··· Data records ···

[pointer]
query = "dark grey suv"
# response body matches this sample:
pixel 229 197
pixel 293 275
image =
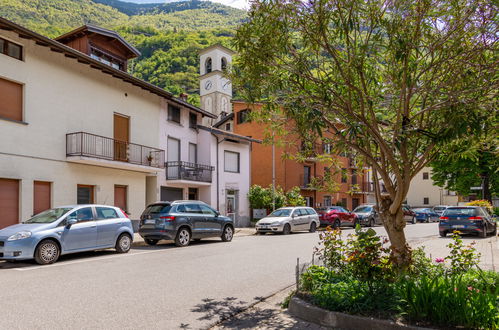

···

--- Required work ---
Your response must reproduce every line of the data exactly, with images omitted.

--- Response box ---
[pointer]
query = "dark grey suv"
# response body matches this sample:
pixel 229 197
pixel 293 275
image =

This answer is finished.